* [Supplied passage]:
════════════════════

15 minute read

This article assumes the reader is already familiar with the C programming language and some basic concepts concerning hash functions. The target audience (like most of the time on my blog) are undergrad CS students or seasoned developers who, just like me, haven’t learned about Bloom Filters during their University years.

Introduction

If you just want to jump directly into the code, checkout this repository.

As Wikipedia states, Bloom Filters are space-efficient, probabilistic data structures, conceived by Burton Howard Bloom in 1970, used to test whether an element is a member of a set or not. What I find peculiar is that the real Mr. Howard Burton Bloom doesn’t have a wiki page, while the imaginary Mr. Leopold Bloom has one.

png

To make it short, a Bloom Filter is a data structure where we “add” elements. But after the addition, we cannot recover them further. They are chopped and hashed into pieces, and only a tiny footprint of what they once were remains. Afterward, we can ask the filter a delicate question:

[RandomDeveloper]: Is the element E in the set U or not?

The two possible answers a Bloom Filter can give us are:

[BloomFilter]: I am 100% sure the element E is not in U;

Or:

[BloomFilter]: I am almost sure the element E is in U, but I cannot guarantee you that…

For most of the non-critical scenarios you can think of, even the second answer is satisfactory in the light of how little space a Bloom Filter occupies. For example, you can check Prof. Michael Mitzenmacher ‘s presentation “Bloom Filters, Cuckoo Hashing, Cuckoo Filters, Adaptive Cuckoo Filters, and Learned Bloom Filters”, where he describes the ancient use of Bloom Filters: spellcheckers.

png

So, once upon a time, when memory was scarce, one of the first spellcheckers was based on a Bloom Filter who occupied 25KB to determine if 210KB of English words had possible spelling mistakes. Even if things have evolved since then, and spellcheckers don’t (necessarily or exclusively) use Bloom Filters anymore, the numbers stand impressive. 25Kb for a killer word editor feature in the early 90s is not that bad.

But, Bloom Filters were not part of the undergrad curricula I’ve taken while studying at the University, and I’ve rarely seen them (directly) used in practice. Even the more experienced engineers tend to ignore their properties and advantages and wrongly (or rather unjustly) replace them with Hash Tables or variously Set implementations. Again, most programming languages don’t have them implemented in their standard libraries.

════════════════════

* [Required actions]:
(1) In the Bloom Filter article, substitute "value V" for "element E" in the part starting at "[RandomDeveloper]: Is the" and ending at "Bloom Filters: spellcheckers.", then write out that part.
(2) Answer these questions from the Bloom Filter article:
(a) In what year were Bloom Filters conceived?
(b) How many KB of English words did one of the first spellcheckers check using a Bloom Filter?
(c) What ancient use of Bloom Filters does Prof. Michael Mitzenmacher's presentation describe?
(3) Carry on the Bloom Filter article from the point where it stops.

* [Dataset excerpt]:
════════════════════

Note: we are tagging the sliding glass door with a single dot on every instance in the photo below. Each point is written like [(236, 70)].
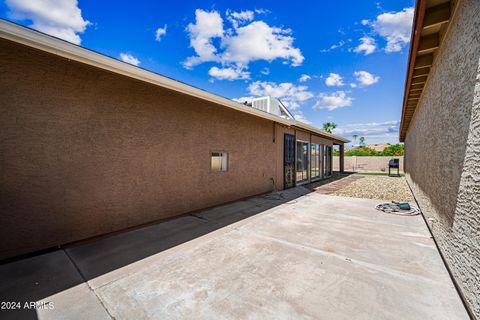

════════════════════

* [Results for each task]:
(1)
[RandomDeveloper]: Is the value V in the set U or not?

The two possible answers a Bloom Filter can give us are:

[BloomFilter]: I am 100% sure the value V is not in U;

Or:

[BloomFilter]: I am almost sure the value V is in U, but I cannot guarantee you that…

For most of the non-critical scenarios you can think of, even the second answer is satisfactory in the light of how little space a Bloom Filter occupies. For example, you can check Prof. Michael Mitzenmacher ‘s presentation “Bloom Filters, Cuckoo Hashing, Cuckoo Filters, Adaptive Cuckoo Filters, and Learned Bloom Filters”, where he describes the ancient use of Bloom Filters: spellcheckers.

(2)
(a) 1970
(b) 210KB
(c) Spellcheckers

(3)
On the brighter note, they still fit well in various back-end architectures where we need to implement blacklists, or as parts of complex caching systems. For a production implementation check RedisBloom.

In any case, what is particularly interesting about Bloom Filters is that even the most straightforward “book implementation” works decently. Compared, for example, to the extreme arts of implementing an efficient Hash Table, writing yourself an efficient Bloom Filter is more approachable. The knowledge of writing one can fit inside our heads without checking a reference book on Data Structures and Algorithms.

How a Bloom Filter actually works

The best way to understand how Bloom Filters are working is to “visualize” them:

png

\(E_{1},\ E_{2},\ E_{3},\ \text{...}\) and so on are the elements we want to add to the Bloom Filter. They can be anything, and as many of them are necessary, given there’s enough memory available.

\(h_{1}(x),\ h_{2}(x),\ h_{3}(x),\ h_{4}(x),\ \text{...}\) and so on are (non-cryptographic) hash functions. A Bloom Filter can have as many hash functions associated with it as you want, but usually, in practice, software developers pick a number between 4 and 8. In the section called Interesting ideas to explore, you will see why it’s not necessarily needed to have separate hash functions. One or two are enough to generate the others.

For practical reasons, let’s suppose our functions return uint32_t values, which are natural numbers between \(0\) and \(2^{32}-1\).

Internally a Bloom Filter has an array-like memory zone associated where elements can have only two values: 0 and 1. It’s up to us how we organize this area, but the classical implementation uses a Bit Vector (described later in the article).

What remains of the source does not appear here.